• _AIM OF THE EXERCISE_
Print out the records below with nothing altered.

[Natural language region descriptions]
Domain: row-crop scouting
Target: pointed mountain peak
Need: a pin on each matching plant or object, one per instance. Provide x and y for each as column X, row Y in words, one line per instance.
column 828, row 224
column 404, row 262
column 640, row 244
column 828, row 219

• _RESULT OF THIS EXERCISE_
Domain: row-crop scouting
Target: pointed mountain peak
Need: a pin on each matching plant or object, one per instance. Provide x and y for each as column X, row Y in words, one line per instance.
column 828, row 224
column 404, row 262
column 640, row 244
column 828, row 219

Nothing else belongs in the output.